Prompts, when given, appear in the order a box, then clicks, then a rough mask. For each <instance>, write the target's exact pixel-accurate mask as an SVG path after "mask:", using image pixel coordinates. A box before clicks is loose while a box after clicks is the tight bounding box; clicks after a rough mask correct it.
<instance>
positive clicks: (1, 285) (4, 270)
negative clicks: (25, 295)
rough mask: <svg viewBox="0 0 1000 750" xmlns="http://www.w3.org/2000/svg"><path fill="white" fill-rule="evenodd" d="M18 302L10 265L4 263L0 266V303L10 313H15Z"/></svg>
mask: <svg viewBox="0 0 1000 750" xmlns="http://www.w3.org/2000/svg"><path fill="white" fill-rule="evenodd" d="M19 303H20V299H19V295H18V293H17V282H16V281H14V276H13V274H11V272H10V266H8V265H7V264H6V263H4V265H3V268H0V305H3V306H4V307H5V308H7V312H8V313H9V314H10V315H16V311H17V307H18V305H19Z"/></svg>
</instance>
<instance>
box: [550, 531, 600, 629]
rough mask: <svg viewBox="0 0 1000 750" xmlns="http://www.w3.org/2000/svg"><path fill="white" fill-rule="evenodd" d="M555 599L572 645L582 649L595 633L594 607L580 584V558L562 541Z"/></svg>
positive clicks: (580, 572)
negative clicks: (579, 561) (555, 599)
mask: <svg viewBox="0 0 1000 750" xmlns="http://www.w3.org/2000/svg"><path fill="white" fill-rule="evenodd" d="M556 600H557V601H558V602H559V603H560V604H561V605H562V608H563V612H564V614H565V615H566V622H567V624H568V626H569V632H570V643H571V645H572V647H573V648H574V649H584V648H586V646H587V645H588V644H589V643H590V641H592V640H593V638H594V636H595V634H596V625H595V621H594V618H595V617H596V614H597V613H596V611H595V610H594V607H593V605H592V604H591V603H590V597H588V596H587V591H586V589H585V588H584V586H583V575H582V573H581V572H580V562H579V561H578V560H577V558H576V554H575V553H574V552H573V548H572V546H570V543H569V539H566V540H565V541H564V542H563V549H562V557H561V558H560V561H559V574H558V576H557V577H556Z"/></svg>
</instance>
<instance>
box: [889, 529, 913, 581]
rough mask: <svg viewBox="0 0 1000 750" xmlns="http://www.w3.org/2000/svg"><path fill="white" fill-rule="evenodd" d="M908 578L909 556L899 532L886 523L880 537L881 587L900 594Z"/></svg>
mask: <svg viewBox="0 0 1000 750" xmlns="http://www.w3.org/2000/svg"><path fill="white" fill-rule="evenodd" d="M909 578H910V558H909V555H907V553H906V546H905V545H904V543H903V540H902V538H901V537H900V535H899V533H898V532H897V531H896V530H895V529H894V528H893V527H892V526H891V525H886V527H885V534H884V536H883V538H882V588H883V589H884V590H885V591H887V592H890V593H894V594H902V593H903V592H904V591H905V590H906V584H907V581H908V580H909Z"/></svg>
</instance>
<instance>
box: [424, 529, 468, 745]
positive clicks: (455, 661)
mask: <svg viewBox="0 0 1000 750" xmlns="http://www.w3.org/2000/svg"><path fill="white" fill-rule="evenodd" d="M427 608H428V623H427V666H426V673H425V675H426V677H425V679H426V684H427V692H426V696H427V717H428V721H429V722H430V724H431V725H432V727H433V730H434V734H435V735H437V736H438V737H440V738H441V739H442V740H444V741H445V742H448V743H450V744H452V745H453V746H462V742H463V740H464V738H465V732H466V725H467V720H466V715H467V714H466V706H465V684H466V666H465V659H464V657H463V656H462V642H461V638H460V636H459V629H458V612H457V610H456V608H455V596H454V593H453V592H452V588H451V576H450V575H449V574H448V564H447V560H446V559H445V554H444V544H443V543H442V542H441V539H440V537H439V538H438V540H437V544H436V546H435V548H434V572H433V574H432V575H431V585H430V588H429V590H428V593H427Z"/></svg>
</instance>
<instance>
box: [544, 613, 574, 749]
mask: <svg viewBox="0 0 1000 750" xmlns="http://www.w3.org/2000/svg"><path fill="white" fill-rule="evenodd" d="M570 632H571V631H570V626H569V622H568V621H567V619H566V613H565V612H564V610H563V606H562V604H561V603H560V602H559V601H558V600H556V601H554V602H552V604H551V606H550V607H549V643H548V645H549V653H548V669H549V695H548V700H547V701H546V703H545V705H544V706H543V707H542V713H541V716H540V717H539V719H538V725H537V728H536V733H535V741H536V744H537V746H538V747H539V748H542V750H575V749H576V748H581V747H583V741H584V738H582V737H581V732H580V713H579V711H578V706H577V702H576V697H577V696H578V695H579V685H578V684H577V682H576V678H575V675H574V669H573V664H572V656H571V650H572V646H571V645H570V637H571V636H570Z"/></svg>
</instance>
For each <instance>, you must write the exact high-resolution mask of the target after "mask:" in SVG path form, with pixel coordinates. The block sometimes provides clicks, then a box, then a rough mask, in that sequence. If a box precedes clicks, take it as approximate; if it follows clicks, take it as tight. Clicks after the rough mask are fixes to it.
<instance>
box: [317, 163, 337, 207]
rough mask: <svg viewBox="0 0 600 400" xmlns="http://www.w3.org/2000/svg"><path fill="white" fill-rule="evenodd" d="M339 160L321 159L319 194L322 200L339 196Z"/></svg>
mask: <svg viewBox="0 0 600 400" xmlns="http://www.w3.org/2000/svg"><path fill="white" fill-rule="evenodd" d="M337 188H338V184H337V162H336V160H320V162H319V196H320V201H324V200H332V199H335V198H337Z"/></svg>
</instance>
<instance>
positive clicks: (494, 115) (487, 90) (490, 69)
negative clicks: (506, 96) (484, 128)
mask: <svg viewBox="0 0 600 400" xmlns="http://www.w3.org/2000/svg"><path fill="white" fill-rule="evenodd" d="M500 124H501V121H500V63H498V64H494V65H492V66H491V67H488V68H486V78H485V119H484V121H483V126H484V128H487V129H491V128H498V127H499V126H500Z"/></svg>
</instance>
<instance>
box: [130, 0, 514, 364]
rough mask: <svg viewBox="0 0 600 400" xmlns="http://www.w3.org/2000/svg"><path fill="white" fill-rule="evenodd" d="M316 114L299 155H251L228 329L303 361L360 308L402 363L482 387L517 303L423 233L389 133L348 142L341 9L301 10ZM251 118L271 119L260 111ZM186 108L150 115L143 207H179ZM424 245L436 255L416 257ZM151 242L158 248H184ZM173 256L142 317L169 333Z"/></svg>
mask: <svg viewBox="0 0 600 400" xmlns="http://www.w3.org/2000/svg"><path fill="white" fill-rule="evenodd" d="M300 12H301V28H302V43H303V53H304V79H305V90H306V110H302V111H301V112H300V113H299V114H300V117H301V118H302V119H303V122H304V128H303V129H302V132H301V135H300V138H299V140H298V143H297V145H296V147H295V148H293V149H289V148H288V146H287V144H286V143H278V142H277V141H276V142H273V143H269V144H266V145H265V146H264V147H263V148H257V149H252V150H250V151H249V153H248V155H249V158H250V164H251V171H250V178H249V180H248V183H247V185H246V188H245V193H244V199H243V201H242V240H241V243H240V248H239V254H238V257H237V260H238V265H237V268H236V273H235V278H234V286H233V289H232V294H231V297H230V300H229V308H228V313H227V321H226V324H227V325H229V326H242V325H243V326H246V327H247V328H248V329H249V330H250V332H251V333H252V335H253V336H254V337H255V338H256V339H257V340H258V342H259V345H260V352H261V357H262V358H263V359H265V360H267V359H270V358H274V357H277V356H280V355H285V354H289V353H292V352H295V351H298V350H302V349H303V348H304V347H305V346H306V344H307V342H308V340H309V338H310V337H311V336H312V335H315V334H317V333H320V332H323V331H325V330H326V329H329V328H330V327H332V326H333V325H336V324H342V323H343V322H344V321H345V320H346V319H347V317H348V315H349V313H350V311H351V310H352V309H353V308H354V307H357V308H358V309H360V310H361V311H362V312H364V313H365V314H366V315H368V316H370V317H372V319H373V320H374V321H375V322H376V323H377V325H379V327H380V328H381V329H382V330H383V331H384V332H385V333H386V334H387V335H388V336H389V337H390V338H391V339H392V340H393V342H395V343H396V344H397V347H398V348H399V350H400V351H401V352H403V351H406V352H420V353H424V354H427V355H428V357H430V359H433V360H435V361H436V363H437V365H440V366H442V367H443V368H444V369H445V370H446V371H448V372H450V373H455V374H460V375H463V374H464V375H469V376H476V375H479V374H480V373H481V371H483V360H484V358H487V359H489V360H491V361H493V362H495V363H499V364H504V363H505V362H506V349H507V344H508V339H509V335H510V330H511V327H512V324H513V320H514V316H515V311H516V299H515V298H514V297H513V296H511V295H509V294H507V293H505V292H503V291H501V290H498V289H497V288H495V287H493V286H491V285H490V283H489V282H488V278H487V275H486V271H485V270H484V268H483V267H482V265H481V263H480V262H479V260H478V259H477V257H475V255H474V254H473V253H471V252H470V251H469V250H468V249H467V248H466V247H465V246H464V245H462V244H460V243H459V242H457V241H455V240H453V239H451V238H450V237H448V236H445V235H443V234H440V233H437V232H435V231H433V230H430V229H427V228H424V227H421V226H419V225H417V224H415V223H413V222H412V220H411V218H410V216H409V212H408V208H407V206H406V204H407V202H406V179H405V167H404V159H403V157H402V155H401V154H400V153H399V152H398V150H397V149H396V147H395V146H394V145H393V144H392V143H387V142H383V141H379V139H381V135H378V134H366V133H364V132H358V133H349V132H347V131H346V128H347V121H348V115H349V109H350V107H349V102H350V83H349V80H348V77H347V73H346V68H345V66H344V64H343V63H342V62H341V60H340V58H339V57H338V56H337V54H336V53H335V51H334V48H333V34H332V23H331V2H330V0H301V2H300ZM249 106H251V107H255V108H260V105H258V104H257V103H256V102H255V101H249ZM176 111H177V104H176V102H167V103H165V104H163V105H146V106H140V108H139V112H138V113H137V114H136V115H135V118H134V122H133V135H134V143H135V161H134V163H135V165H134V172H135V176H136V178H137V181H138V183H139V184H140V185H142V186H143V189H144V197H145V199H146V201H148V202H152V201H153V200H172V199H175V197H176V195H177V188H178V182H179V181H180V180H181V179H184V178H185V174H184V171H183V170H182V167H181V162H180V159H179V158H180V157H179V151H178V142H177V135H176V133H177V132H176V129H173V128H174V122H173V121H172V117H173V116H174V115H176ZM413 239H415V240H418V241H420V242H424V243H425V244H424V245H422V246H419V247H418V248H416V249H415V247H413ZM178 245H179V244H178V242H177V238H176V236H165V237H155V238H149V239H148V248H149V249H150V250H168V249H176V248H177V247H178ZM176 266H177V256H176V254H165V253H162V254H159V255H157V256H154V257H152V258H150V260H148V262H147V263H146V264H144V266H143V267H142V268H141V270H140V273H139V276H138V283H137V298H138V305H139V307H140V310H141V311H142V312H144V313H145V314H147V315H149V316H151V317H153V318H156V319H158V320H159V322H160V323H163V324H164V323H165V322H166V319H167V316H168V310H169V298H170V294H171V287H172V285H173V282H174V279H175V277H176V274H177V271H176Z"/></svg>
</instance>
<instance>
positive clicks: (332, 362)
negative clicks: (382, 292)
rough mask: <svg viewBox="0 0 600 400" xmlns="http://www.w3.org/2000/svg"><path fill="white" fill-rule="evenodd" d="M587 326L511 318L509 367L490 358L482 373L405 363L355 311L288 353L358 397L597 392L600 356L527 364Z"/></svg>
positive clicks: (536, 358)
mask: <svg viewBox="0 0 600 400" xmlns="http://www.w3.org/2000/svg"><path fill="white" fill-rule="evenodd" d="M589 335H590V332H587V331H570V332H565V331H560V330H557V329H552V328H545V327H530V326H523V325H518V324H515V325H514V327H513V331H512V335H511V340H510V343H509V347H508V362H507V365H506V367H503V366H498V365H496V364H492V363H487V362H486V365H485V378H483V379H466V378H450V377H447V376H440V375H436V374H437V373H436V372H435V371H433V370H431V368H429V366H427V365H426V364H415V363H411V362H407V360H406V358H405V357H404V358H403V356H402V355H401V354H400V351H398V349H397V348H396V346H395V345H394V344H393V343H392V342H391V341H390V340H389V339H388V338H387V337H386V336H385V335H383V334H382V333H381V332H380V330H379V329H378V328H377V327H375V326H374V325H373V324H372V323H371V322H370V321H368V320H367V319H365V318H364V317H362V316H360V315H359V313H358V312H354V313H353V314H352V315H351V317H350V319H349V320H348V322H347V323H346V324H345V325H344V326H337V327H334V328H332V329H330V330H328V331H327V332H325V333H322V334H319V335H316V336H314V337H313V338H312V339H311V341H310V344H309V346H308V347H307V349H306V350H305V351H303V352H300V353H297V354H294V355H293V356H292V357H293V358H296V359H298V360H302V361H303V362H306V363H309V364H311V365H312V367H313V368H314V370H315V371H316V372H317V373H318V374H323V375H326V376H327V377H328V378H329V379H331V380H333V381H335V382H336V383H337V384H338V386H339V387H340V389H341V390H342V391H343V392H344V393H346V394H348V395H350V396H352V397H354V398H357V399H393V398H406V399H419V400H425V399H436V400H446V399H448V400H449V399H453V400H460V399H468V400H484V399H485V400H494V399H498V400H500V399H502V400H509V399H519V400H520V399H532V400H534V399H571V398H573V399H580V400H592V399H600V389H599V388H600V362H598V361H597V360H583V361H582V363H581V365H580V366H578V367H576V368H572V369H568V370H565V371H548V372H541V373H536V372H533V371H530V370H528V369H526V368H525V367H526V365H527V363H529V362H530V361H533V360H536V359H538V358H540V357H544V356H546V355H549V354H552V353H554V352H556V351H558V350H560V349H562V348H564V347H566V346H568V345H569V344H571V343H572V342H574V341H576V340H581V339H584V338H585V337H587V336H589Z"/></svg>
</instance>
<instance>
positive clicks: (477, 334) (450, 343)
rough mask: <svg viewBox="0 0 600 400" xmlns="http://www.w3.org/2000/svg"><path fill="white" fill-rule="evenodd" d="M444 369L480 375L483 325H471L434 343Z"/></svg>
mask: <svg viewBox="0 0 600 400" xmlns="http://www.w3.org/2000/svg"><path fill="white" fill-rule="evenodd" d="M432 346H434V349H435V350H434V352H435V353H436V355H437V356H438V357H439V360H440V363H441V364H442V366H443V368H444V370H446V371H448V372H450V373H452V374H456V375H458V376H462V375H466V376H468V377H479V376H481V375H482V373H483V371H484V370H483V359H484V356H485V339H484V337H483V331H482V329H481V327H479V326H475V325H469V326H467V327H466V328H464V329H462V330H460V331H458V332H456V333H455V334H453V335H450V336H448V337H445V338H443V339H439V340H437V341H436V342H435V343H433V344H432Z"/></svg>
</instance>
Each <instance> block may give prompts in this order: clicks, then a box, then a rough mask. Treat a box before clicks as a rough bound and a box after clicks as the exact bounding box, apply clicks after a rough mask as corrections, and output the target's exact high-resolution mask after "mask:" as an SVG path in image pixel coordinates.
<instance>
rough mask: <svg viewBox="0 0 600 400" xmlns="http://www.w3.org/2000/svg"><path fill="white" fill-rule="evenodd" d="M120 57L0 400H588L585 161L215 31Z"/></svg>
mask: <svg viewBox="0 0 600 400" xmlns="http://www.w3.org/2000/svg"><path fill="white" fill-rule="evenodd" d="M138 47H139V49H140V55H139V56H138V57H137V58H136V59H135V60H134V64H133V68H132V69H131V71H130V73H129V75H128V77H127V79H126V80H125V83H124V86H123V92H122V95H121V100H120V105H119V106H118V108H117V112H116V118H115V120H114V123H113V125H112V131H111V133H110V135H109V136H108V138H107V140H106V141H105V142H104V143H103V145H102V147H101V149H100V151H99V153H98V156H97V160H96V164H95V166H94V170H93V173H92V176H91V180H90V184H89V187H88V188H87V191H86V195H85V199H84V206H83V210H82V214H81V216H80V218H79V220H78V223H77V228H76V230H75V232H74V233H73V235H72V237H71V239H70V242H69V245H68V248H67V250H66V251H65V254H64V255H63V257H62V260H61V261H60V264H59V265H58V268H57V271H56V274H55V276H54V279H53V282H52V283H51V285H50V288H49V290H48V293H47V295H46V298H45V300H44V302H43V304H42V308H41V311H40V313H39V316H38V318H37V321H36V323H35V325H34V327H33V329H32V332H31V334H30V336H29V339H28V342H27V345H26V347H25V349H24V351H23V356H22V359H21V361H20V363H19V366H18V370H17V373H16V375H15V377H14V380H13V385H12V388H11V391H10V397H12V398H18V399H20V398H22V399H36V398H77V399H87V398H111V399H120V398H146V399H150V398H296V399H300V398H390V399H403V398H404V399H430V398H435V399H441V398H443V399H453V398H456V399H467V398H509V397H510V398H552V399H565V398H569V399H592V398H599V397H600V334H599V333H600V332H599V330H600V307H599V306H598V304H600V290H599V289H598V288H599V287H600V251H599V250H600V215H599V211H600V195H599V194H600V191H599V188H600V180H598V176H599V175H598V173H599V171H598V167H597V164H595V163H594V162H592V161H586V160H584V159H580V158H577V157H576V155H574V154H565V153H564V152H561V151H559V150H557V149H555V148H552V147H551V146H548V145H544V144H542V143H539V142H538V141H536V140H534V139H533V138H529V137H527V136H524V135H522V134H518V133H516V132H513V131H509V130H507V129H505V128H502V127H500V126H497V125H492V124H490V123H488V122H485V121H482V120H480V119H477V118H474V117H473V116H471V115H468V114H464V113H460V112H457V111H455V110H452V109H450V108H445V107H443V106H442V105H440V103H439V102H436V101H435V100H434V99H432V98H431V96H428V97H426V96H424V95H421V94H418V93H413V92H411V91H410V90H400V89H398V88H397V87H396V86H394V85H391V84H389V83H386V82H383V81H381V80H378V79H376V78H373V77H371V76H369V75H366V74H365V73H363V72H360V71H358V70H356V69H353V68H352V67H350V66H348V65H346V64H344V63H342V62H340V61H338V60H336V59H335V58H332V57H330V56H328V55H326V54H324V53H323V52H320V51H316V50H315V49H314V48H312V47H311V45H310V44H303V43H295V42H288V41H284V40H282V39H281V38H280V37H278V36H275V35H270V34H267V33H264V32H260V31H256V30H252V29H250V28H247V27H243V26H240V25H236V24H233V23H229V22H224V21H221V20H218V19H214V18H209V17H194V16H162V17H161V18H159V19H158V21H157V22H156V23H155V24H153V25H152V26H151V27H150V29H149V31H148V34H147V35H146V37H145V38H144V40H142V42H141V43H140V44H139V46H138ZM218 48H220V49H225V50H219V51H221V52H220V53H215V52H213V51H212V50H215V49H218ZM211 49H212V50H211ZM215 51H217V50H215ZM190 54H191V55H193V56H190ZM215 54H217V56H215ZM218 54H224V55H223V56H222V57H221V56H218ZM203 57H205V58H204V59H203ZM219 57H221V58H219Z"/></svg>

▶ [YOUR OBJECTIVE]: Within the data above, the lines from the one with "160L321 159L319 194L322" to the one with "box: [130, 0, 514, 364]" must be repeated exactly; no other line belongs in the answer.

▶ [RESULT OF THIS TASK]:
rough mask: <svg viewBox="0 0 600 400" xmlns="http://www.w3.org/2000/svg"><path fill="white" fill-rule="evenodd" d="M339 160L321 159L319 194L322 200L339 196Z"/></svg>
mask: <svg viewBox="0 0 600 400" xmlns="http://www.w3.org/2000/svg"><path fill="white" fill-rule="evenodd" d="M337 188H338V184H337V162H336V160H320V162H319V196H320V201H324V200H332V199H335V198H337Z"/></svg>
</instance>
<instance>
positive clicks: (494, 115) (487, 90) (490, 69)
negative clicks: (506, 96) (484, 128)
mask: <svg viewBox="0 0 600 400" xmlns="http://www.w3.org/2000/svg"><path fill="white" fill-rule="evenodd" d="M500 124H501V121H500V63H498V64H494V65H492V66H491V67H488V68H486V78H485V119H484V121H483V126H484V128H487V129H491V128H498V127H499V126H500Z"/></svg>
</instance>
<instance>
box: [130, 0, 514, 364]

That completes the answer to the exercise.